**Given problem 1**
In the biography of Opanas Zalyvakha that follows, list every person named other than Zalyvakha himself.

**Page text**
Opanas Zalyvakha

1925 — Husynka, Kharkiv region (Ukraine) | 2007 — Ivano-Frankivsk (Ukraine). Lived and worked intermittently in Ivano-Frankivsk from 1961.

A prominent nonconformist Ukrainian artist, Opanas Zalyvakha was one of the most active dissident intellectuals of the 1960s generation (shistdesyatnyky) in Ukraine. He worked both in easel format and on monumental-decorative art such as stained glass, mosaics, and interiors, as well as book graphics, and was a representative of the Ukrainian cultural revival of the mid- to late twentieth century. Although he was completely isolated from the global art scene, like all Soviet artists in the 1960s to 1980s, his work in the style of national modernism paralleled the most contemporary artistic innovations of the West.

In the early 1930s, Zalyvakha’s family fled to Siberia from their village in the Kharkiv region in order to escape the Holodomor—a mass famine aimed at the genocide of the native Ukrainian population that was engineered by the Stalinist regime in 1932–33. Zalyvakha spent his childhood and youth in the Ussuriysk region of the Russian Soviet Federative Socialist Republic (now Russia).

After World War II, Zalyvakha attended a secondary art school affiliated with the Academy of Arts in Leningrad, and from 1953 to 1960 he continued his studies at the Leningrad Ilya Repin Institute of Painting, Sculpture, and Architecture (now Saint Petersburg Ilya Repin Academy of Arts) in the painting workshop of Viktor Oreshnikov (1904–1987). There, as the Ukrainian art critic Vorodymyr Pidhora noted, Zalyvakha was introduced to European art, philosophy, and literature, and his early artistic inspirations were “the work of Van Gogh and Cézanne, the philosophy of the 20th century, and the great literary masters—Camus, Sartre, Hermann Hesse.” [1]

In 1957 Zalyvakha participated in a summer student program in the town of Kosiv, in the Ivano-Frankivsk region of Ukraine. This trip marked his first significant encounter with his homeland—its language, ethnography, and spiritual life—and the experience had a profound impact on his worldview. Upon returning to Leningrad, he delved into Ukrainian literature and studied the language. In 1959 he returned to Ukraine, traveling along the coast of the Sea of Azov and in the Chernihiv region, documenting folk songs and exploring the local culture.

**Given problem 2**
From the listing below, extract verbatim the lines starting with the line that contains "Tag each instance of the long" and going on through the end of the listing, including both ends.

**Listed records**

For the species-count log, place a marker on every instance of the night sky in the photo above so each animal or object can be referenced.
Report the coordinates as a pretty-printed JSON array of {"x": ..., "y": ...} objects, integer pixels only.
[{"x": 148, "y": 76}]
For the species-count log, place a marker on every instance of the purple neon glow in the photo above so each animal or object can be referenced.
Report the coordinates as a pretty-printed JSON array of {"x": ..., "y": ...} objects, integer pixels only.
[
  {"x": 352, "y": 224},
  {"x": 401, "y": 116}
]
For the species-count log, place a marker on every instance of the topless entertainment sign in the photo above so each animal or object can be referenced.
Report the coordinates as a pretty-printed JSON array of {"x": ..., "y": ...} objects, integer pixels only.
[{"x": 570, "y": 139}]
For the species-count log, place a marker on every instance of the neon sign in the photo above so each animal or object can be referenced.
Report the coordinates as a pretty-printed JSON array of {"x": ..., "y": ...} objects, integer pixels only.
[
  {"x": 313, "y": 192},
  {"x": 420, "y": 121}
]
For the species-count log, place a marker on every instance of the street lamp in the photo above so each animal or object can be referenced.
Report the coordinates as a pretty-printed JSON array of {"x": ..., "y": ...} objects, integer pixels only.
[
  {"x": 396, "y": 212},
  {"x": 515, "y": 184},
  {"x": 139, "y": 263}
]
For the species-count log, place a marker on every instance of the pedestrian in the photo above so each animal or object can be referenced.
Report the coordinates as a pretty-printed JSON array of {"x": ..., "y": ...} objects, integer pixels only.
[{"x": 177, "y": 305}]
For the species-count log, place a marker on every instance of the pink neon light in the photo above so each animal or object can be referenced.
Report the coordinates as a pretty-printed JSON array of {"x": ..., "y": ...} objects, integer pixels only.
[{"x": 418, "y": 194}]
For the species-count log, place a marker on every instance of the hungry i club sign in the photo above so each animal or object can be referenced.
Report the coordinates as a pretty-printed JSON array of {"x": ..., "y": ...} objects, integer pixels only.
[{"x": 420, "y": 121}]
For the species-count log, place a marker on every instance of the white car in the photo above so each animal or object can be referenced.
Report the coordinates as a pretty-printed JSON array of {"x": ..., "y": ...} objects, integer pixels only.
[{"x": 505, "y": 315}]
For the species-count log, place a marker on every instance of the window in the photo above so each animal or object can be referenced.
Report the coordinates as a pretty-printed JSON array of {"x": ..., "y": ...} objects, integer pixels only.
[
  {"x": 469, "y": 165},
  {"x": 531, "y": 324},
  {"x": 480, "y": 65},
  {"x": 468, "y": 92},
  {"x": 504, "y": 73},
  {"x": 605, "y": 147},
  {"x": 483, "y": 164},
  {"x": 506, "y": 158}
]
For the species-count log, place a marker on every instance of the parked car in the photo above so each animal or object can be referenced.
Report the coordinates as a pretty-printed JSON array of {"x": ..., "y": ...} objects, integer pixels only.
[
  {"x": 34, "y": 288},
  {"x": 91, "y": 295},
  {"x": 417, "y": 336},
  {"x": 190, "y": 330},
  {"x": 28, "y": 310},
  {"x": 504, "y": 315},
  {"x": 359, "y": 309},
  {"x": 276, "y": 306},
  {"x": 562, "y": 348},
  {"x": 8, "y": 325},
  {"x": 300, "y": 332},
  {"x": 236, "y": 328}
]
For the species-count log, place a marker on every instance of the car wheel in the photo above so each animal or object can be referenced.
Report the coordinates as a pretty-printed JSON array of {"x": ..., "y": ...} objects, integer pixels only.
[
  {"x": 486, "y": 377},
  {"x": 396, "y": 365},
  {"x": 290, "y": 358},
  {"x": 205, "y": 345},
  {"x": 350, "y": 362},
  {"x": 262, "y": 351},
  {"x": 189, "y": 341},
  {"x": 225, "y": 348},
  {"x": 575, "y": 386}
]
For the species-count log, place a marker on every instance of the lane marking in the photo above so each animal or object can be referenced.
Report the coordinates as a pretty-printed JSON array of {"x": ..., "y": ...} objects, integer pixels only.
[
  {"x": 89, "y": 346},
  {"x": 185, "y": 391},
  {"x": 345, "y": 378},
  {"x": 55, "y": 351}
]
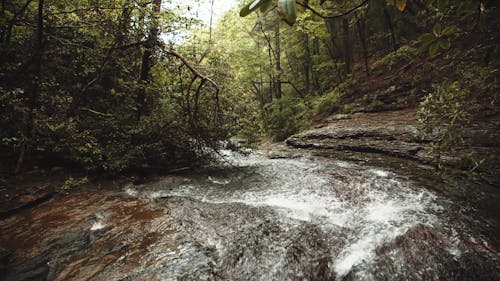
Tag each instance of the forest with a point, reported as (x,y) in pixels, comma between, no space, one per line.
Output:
(121,90)
(109,86)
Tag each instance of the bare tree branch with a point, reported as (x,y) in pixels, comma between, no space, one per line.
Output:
(306,6)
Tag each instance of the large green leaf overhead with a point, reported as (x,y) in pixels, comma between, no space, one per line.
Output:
(288,11)
(253,6)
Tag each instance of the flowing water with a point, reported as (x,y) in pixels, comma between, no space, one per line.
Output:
(255,218)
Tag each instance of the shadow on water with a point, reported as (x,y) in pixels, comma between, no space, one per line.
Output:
(256,218)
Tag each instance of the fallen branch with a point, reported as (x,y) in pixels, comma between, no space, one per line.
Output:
(306,6)
(192,69)
(96,112)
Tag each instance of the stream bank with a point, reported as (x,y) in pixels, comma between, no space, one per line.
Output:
(281,214)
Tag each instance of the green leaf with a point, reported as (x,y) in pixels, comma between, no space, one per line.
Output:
(434,49)
(437,29)
(445,44)
(250,7)
(287,10)
(264,7)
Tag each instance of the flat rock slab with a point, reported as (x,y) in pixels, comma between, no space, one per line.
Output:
(393,133)
(396,133)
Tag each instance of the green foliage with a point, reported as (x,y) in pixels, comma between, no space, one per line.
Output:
(85,108)
(438,39)
(287,117)
(441,116)
(326,104)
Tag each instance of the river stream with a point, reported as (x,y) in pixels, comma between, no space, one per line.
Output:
(255,218)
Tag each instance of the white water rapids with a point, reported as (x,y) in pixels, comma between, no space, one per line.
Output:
(366,206)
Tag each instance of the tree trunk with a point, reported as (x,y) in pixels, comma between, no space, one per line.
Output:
(391,28)
(307,64)
(147,59)
(277,50)
(2,15)
(362,38)
(27,142)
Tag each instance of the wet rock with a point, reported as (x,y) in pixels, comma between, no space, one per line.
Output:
(395,133)
(363,133)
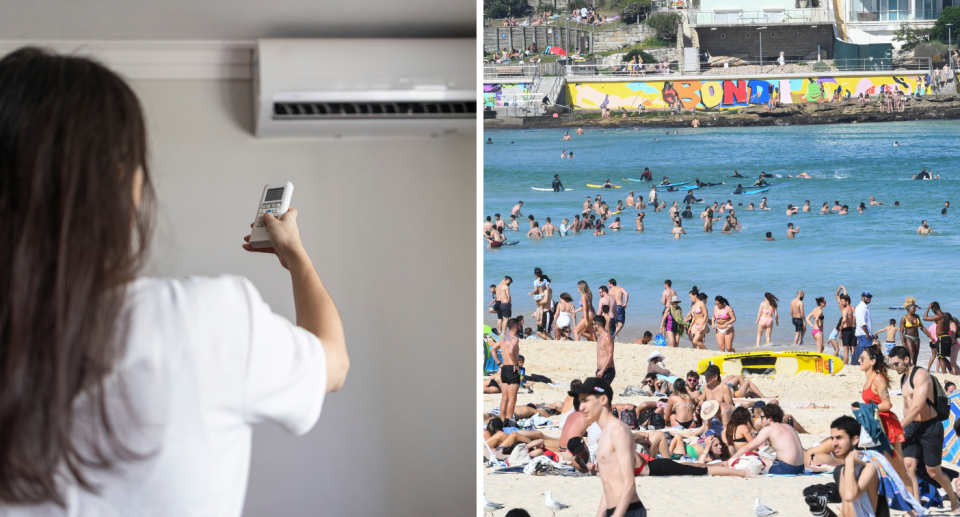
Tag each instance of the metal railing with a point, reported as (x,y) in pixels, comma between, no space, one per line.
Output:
(510,71)
(893,16)
(787,16)
(756,68)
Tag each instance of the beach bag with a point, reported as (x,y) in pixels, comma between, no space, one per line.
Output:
(749,461)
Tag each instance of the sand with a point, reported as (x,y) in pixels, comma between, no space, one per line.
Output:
(713,496)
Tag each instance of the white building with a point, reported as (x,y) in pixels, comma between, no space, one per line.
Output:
(875,21)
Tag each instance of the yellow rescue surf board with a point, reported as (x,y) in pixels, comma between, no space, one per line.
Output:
(781,362)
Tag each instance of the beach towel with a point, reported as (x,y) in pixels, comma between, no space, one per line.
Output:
(891,486)
(541,461)
(866,415)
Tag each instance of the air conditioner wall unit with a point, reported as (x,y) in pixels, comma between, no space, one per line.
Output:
(358,87)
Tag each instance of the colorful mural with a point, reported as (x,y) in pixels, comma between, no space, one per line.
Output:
(724,94)
(493,94)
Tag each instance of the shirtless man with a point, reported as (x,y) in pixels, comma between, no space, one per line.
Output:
(535,232)
(509,371)
(503,296)
(615,453)
(668,293)
(782,438)
(611,304)
(792,231)
(797,314)
(713,389)
(848,324)
(921,427)
(605,366)
(620,296)
(487,226)
(549,228)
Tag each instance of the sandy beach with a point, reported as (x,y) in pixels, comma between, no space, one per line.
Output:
(714,496)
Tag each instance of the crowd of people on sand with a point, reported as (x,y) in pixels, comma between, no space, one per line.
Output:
(705,423)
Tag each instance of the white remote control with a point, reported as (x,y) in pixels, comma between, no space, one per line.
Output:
(276,200)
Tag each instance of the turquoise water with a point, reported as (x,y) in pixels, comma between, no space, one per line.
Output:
(878,251)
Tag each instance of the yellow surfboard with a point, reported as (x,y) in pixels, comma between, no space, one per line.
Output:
(780,362)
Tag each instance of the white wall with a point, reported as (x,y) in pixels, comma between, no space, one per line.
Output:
(390,225)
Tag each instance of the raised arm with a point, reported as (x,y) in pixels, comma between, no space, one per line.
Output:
(315,309)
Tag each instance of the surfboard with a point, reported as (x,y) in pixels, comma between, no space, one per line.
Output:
(760,191)
(779,362)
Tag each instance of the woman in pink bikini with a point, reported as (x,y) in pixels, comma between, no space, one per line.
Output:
(815,320)
(767,316)
(723,318)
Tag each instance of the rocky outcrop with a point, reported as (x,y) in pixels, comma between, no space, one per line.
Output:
(934,107)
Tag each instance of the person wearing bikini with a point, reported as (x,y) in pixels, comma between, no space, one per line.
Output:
(766,316)
(723,319)
(944,339)
(876,391)
(796,314)
(681,407)
(848,337)
(605,366)
(815,319)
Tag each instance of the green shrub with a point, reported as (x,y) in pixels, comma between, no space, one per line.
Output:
(665,25)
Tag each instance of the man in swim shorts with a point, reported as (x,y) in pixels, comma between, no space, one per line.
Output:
(796,314)
(504,311)
(605,366)
(620,296)
(509,372)
(615,452)
(782,438)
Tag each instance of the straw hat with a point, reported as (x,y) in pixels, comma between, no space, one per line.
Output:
(709,409)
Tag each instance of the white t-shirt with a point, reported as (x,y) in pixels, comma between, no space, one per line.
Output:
(862,313)
(205,359)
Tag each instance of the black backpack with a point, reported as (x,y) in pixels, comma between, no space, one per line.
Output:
(941,404)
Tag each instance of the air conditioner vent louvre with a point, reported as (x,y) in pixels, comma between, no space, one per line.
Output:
(379,110)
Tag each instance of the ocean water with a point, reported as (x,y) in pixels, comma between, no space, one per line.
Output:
(878,251)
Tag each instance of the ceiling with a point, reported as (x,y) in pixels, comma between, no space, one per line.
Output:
(234,19)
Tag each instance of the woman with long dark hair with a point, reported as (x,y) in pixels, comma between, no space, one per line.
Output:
(723,319)
(766,317)
(876,391)
(124,395)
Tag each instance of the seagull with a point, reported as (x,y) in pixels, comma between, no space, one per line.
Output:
(554,505)
(762,510)
(490,507)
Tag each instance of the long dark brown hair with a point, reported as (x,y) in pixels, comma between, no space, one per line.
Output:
(72,139)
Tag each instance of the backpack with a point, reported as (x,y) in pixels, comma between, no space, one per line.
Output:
(941,404)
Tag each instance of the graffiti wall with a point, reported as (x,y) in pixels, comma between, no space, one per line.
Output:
(497,94)
(722,94)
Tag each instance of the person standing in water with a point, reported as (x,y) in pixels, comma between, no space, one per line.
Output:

**Written reply 1**
- Viktor Oreshnikov
- Vorodymyr Pidhora
- Van Gogh
- Cézanne
- Camus
- Sartre
- Hermann Hesse

**Written reply 2**
Tag each instance of the long dark brown hair with a point, reported as (x,y) in pixels, comma between, no space, one per line.
Output:
(72,139)
Tag each instance of the backpack with a point, reported as (x,y) in pixels, comma between, no space, one per line.
Output:
(941,404)
Tag each instance of the graffiti wall with a point, reported as (x,y) in pixels, comma between, no space, one per line.
Output:
(497,94)
(722,94)
Tag each instance of the person standing in water with a point, reported as (x,y) in pixels, comma between, no space, one per line.
Output:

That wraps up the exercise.